What you are asked to do: Please give the Form 8-K cover page again, beginning at the words "UNITED STATES" and stopping after "in its charter)", and swap "CURRENT REPORT" for "QUARTERLY REPORT".

Document section:
- - -

UNITED STATES
SECURITIES AND EXCHANGE COMMISSION
WASHINGTON, D.C. 20549
FORM 8-K
CURRENT REPORT
Pursuant to Section 13 or 15(d) of
The Securities Exchange Act of 1934
Date of Report (Date of Earliest Event Reported):
November 14, 2019
LIPOCINE INC.
(Exact name of registrant as specified in its charter)
Commission File No. 001-36357
Delaware | 99-0370688 |
(State or other jurisdiction of incorporation) | (IRS Employer Identification Number) |
675 Arapeen Drive, Suite 202
Salt Lake City, Utah 84108
(Address of principal executive offices)(Zip Code)
Registrant’s telephone number, including area code:(801) 994-7383
Former name or former address, if changed since last report:Not Applicable
______________________
Check the appropriate box below if the Form 8-K filing is intended to simultaneously satisfy the filing obligation of the registrant under any of the following provisions (see General Instruction A.2. below):
¨ | Written communication pursuant to Rule 425 under the Securities Act (17 CFR 230.425) |
¨ | Soliciting material pursuant to Rule 14a-12 under the Exchange Act (17 CFR 240.14a-12) |
¨ | Pre-commencement communication pursuant to Rule 14d-2(b) under the Exchange Act (17 CFR 240.14d-2(b)) |
¨ | Pre-commencement communication pursuant to Rule 13e-4(c) under the Exchange Act (17 CFR 240.13e-4(c)) |
______________________
Securities registered pursuant to Section 12(b) of the Act:
Title of each class | Trading Symbol(s) | Name of each exchange on which registered |
Common Stock, par value $0.0001 per share | LPCN | The NASDAQ Stock Market LLC |
Indicate by check mark whether the registrant is an emerging growth company as defined in Rule 405 of the Securities Act of 1933 (17 CFR § 230.405) or Rule 12b-2 of the Securities Exchange Act of 1934 (17 CFR § 240.12b-2).

- - -

Source excerpt:
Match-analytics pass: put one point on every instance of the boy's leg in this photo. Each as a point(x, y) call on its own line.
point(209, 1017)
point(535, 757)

- - -

Response to this exercise:
UNITED STATES
SECURITIES AND EXCHANGE COMMISSION
WASHINGTON, D.C. 20549
FORM 8-K
QUARTERLY REPORT
Pursuant to Section 13 or 15(d) of
The Securities Exchange Act of 1934
Date of Report (Date of Earliest Event Reported):
November 14, 2019
LIPOCINE INC.
(Exact name of registrant as specified in its charter)